BILL MOYERS: Yes. So where would I have gotten that?
MICHAEL McCALLY: Did you ever, you know, watch them spray the trees when you were a little kid?
BILL MOYERS: Young man.
MICHAEL McCALLY: A young man? Yes. Okay.
BILL MOYERS: And I lived around places that had used it.
MICHAEL McCALLY: Well, that's enough, because again, like PCBs, these are very persistent chemicals. They don't -- the body doesn't metabolize them, doesn't break them down into little pieces and get rid of them.
BILL MOYERS: How do the results of my test compare with others around the country?
MICHAEL McCALLY: I wish we had more data. I wish I could give you a clear answer to that. The burdens that you carry are probably biologically less important than if you were, you know, a 21-year-old woman who was in her ninth week of pregnancy. And then the fact that you were circulating some DDT might really be important.
BILL MOYERS: Have these chemicals been tested in terms of what happens when they are combined?
MICHAEL McCALLY: No. No. That is a complexity that we haven't even looked at.
BILL MOYERS: Have they been tested on vulnerable populations like children?
MICHAEL McCALLY: No. We are just beginning to do that science.
BILL MOYERS: Is it fair to say from all of this that we are, as human beings, being unwittingly exposed to hundreds of toxic chemicals which have been tested enough just to know that they're toxic, but not tested enough to know the risks?
MICHAEL McCALLY: That's a fine summary of the current state of affairs. We know enough now to know that it doesn't make a lot of sense to make chemicals that are carcinogenic and add them to our bodies and then argue about how much we are adding. It just isn't a good idea. Particularly when there are perfectly acceptable alternatives, and if the industry chose, it could change our exposures dramatically by its own actions.

# # # # # # #

**Directions for this task**: Can you repeat the interview excerpt starting with "BILL MOYERS: And" and going on through "even looked at.", replacing "DDT" with "pesticide"? The material that follows has no connection to the interview excerpt.

**Dataset excerpt**:
# # # # # # #

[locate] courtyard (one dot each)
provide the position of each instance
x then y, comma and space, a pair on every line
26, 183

# # # # # # #

**Solution for this exercise**:
BILL MOYERS: And I lived around places that had used it.
MICHAEL McCALLY: Well, that's enough, because again, like PCBs, these are very persistent chemicals. They don't -- the body doesn't metabolize them, doesn't break them down into little pieces and get rid of them.
BILL MOYERS: How do the results of my test compare with others around the country?
MICHAEL McCALLY: I wish we had more data. I wish I could give you a clear answer to that. The burdens that you carry are probably biologically less important than if you were, you know, a 21-year-old woman who was in her ninth week of pregnancy. And then the fact that you were circulating some pesticide might really be important.
BILL MOYERS: Have these chemicals been tested in terms of what happens when they are combined?
MICHAEL McCALLY: No. No. That is a complexity that we haven't even looked at.